*Datos registrados*
------------------------------------------------------------------------
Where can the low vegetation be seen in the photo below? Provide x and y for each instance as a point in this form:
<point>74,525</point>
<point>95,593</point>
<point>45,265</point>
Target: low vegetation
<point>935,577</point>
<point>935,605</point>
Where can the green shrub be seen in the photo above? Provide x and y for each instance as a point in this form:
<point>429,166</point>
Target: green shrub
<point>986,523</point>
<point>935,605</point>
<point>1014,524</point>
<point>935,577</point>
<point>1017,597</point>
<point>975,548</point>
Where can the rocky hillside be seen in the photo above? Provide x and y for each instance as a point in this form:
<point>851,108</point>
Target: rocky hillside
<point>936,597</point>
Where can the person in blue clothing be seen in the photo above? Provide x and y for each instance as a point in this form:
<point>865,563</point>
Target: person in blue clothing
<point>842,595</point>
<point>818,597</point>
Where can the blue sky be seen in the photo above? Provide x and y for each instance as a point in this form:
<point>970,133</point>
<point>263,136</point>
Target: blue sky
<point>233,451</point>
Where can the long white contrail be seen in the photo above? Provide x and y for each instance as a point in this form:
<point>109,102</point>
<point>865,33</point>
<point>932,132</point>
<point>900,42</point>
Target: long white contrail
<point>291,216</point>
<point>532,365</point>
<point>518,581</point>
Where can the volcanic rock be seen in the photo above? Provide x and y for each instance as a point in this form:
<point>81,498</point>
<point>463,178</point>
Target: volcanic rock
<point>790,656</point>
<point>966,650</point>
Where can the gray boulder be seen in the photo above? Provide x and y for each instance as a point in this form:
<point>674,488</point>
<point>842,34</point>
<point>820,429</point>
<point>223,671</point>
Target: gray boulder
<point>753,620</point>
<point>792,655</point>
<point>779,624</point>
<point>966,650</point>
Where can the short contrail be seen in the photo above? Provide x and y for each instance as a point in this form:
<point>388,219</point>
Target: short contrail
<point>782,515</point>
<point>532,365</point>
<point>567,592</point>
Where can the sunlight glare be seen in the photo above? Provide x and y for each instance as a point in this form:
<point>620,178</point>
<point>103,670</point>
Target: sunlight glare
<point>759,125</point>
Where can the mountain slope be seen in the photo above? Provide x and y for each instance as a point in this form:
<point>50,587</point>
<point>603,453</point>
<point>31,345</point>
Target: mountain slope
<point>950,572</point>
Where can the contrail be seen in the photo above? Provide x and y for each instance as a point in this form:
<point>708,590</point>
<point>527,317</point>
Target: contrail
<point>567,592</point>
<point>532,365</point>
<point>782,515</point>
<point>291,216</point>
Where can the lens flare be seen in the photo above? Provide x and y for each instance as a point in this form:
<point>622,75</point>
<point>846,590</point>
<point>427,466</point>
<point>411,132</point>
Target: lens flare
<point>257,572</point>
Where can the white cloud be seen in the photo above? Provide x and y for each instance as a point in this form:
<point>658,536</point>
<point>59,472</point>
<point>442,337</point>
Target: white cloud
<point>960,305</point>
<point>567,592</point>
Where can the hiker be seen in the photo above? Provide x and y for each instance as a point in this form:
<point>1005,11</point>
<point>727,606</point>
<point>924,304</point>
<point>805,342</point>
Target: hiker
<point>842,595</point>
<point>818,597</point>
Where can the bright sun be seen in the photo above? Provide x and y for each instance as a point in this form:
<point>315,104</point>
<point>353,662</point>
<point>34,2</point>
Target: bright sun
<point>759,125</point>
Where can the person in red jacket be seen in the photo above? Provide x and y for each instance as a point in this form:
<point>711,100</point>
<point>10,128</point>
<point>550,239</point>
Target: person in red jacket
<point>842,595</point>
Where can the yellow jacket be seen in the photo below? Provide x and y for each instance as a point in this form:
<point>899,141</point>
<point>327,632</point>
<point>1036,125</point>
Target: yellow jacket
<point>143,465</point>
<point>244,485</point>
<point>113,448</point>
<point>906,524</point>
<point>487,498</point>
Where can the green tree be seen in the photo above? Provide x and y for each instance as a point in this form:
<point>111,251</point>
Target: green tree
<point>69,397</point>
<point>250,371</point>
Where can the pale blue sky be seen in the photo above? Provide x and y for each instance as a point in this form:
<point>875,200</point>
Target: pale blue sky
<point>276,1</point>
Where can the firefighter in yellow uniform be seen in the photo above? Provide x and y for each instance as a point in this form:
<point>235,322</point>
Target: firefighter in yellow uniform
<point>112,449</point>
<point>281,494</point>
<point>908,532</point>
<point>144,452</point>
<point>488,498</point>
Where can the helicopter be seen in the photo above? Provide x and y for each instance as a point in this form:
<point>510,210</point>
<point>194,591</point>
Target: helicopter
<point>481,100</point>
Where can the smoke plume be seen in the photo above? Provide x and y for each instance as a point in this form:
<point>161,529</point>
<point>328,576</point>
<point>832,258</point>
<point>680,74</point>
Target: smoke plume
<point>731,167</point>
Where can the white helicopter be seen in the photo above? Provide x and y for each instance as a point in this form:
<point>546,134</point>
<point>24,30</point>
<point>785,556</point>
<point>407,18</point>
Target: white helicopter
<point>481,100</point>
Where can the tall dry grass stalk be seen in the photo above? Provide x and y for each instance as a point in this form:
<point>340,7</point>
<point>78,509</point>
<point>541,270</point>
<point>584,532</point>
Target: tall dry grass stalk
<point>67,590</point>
------------------------------------------------------------------------
*Instrucciones y requisitos*
Por favor, vuelca todas las líneas de los registros en una tabla Markdown con las columnas «Número» y «Línea de registro», y omite las líneas en blanco.

*Resultado de la tarea*
| Número | Línea de registro |
|---|---|
| 1 | Where can the low vegetation be seen in the photo below? Provide x and y for each instance as a point in this form: |
| 2 | <point>74,525</point> |
| 3 | <point>95,593</point> |
| 4 | <point>45,265</point> |
| 5 | Target: low vegetation |
| 6 | <point>935,577</point> |
| 7 | <point>935,605</point> |
| 8 | Where can the green shrub be seen in the photo above? Provide x and y for each instance as a point in this form: |
| 9 | <point>429,166</point> |
| 10 | Target: green shrub |
| 11 | <point>986,523</point> |
| 12 | <point>935,605</point> |
| 13 | <point>1014,524</point> |
| 14 | <point>935,577</point> |
| 15 | <point>1017,597</point> |
| 16 | <point>975,548</point> |
| 17 | Where can the rocky hillside be seen in the photo above? Provide x and y for each instance as a point in this form: |
| 18 | <point>851,108</point> |
| 19 | Target: rocky hillside |
| 20 | <point>936,597</point> |
| 21 | Where can the person in blue clothing be seen in the photo above? Provide x and y for each instance as a point in this form: |
| 22 | <point>865,563</point> |
| 23 | Target: person in blue clothing |
| 24 | <point>842,595</point> |
| 25 | <point>818,597</point> |
| 26 | Where can the blue sky be seen in the photo above? Provide x and y for each instance as a point in this form: |
| 27 | <point>970,133</point> |
| 28 | <point>263,136</point> |
| 29 | Target: blue sky |
| 30 | <point>233,451</point> |
| 31 | Where can the long white contrail be seen in the photo above? Provide x and y for each instance as a point in this form: |
| 32 | <point>109,102</point> |
| 33 | <point>865,33</point> |
| 34 | <point>932,132</point> |
| 35 | <point>900,42</point> |
| 36 | Target: long white contrail |
| 37 | <point>291,216</point> |
| 38 | <point>532,365</point> |
| 39 | <point>518,581</point> |
| 40 | Where can the volcanic rock be seen in the photo above? Provide x and y for each instance as a point in this form: |
| 41 | <point>81,498</point> |
| 42 | <point>463,178</point> |
| 43 | Target: volcanic rock |
| 44 | <point>790,656</point> |
| 45 | <point>966,650</point> |
| 46 | Where can the gray boulder be seen in the photo above? Provide x and y for each instance as a point in this form: |
| 47 | <point>674,488</point> |
| 48 | <point>842,34</point> |
| 49 | <point>820,429</point> |
| 50 | <point>223,671</point> |
| 51 | Target: gray boulder |
| 52 | <point>753,620</point> |
| 53 | <point>792,655</point> |
| 54 | <point>779,624</point> |
| 55 | <point>966,650</point> |
| 56 | Where can the short contrail be seen in the photo above? Provide x and y for each instance as a point in this form: |
| 57 | <point>388,219</point> |
| 58 | Target: short contrail |
| 59 | <point>782,515</point> |
| 60 | <point>532,365</point> |
| 61 | <point>567,592</point> |
| 62 | Where can the sunlight glare be seen in the photo above? Provide x and y for each instance as a point in this form: |
| 63 | <point>620,178</point> |
| 64 | <point>103,670</point> |
| 65 | Target: sunlight glare |
| 66 | <point>759,125</point> |
| 67 | Where can the mountain slope be seen in the photo above? Provide x and y for each instance as a point in this form: |
| 68 | <point>50,587</point> |
| 69 | <point>603,453</point> |
| 70 | <point>31,345</point> |
| 71 | Target: mountain slope |
| 72 | <point>950,572</point> |
| 73 | Where can the contrail be seen in the photo above? Provide x and y for each instance as a point in this form: |
| 74 | <point>708,590</point> |
| 75 | <point>527,317</point> |
| 76 | Target: contrail |
| 77 | <point>567,592</point> |
| 78 | <point>532,365</point> |
| 79 | <point>782,515</point> |
| 80 | <point>291,216</point> |
| 81 | Where can the lens flare be seen in the photo above? Provide x and y for each instance as a point in this form: |
| 82 | <point>622,75</point> |
| 83 | <point>846,590</point> |
| 84 | <point>427,466</point> |
| 85 | <point>411,132</point> |
| 86 | Target: lens flare |
| 87 | <point>257,572</point> |
| 88 | Where can the white cloud be seen in the photo above? Provide x and y for each instance as a point in this form: |
| 89 | <point>658,536</point> |
| 90 | <point>59,472</point> |
| 91 | <point>442,337</point> |
| 92 | Target: white cloud |
| 93 | <point>960,305</point> |
| 94 | <point>567,592</point> |
| 95 | Where can the hiker be seen in the photo above? Provide x and y for each instance as a point in this form: |
| 96 | <point>1005,11</point> |
| 97 | <point>727,606</point> |
| 98 | <point>924,304</point> |
| 99 | <point>805,342</point> |
| 100 | Target: hiker |
| 101 | <point>842,595</point> |
| 102 | <point>818,597</point> |
| 103 | Where can the bright sun be seen in the photo above? Provide x and y for each instance as a point in this form: |
| 104 | <point>315,104</point> |
| 105 | <point>353,662</point> |
| 106 | <point>34,2</point> |
| 107 | Target: bright sun |
| 108 | <point>759,125</point> |
| 109 | Where can the person in red jacket be seen in the photo above? Provide x and y for each instance as a point in this form: |
| 110 | <point>711,100</point> |
| 111 | <point>10,128</point> |
| 112 | <point>550,239</point> |
| 113 | Target: person in red jacket |
| 114 | <point>842,595</point> |
| 115 | Where can the yellow jacket be seen in the photo below? Provide x and y for each instance as a point in this form: |
| 116 | <point>899,141</point> |
| 117 | <point>327,632</point> |
| 118 | <point>1036,125</point> |
| 119 | Target: yellow jacket |
| 120 | <point>143,465</point> |
| 121 | <point>244,485</point> |
| 122 | <point>113,448</point> |
| 123 | <point>906,524</point> |
| 124 | <point>487,498</point> |
| 125 | Where can the green tree be seen in the photo above? Provide x and y for each instance as a point in this form: |
| 126 | <point>111,251</point> |
| 127 | Target: green tree |
| 128 | <point>69,397</point> |
| 129 | <point>250,371</point> |
| 130 | Where can the pale blue sky be seen in the photo above? Provide x and y for each instance as a point in this form: |
| 131 | <point>875,200</point> |
| 132 | Target: pale blue sky |
| 133 | <point>276,1</point> |
| 134 | Where can the firefighter in yellow uniform be seen in the photo above? Provide x and y for each instance as a point in this form: |
| 135 | <point>235,322</point> |
| 136 | Target: firefighter in yellow uniform |
| 137 | <point>112,449</point> |
| 138 | <point>281,494</point> |
| 139 | <point>908,532</point> |
| 140 | <point>144,452</point> |
| 141 | <point>488,498</point> |
| 142 | Where can the helicopter be seen in the photo above? Provide x and y for each instance as a point in this form: |
| 143 | <point>510,210</point> |
| 144 | <point>194,591</point> |
| 145 | Target: helicopter |
| 146 | <point>481,100</point> |
| 147 | Where can the smoke plume be seen in the photo above? Provide x and y for each instance as a point in this form: |
| 148 | <point>161,529</point> |
| 149 | <point>328,576</point> |
| 150 | <point>832,258</point> |
| 151 | <point>680,74</point> |
| 152 | Target: smoke plume |
| 153 | <point>731,167</point> |
| 154 | Where can the white helicopter be seen in the photo above? Provide x and y for each instance as a point in this form: |
| 155 | <point>546,134</point> |
| 156 | <point>24,30</point> |
| 157 | <point>785,556</point> |
| 158 | <point>407,18</point> |
| 159 | Target: white helicopter |
| 160 | <point>481,100</point> |
| 161 | Where can the tall dry grass stalk be seen in the photo above? Provide x and y for each instance as a point in this form: |
| 162 | <point>340,7</point> |
| 163 | <point>78,509</point> |
| 164 | <point>541,270</point> |
| 165 | <point>584,532</point> |
| 166 | Target: tall dry grass stalk |
| 167 | <point>67,590</point> |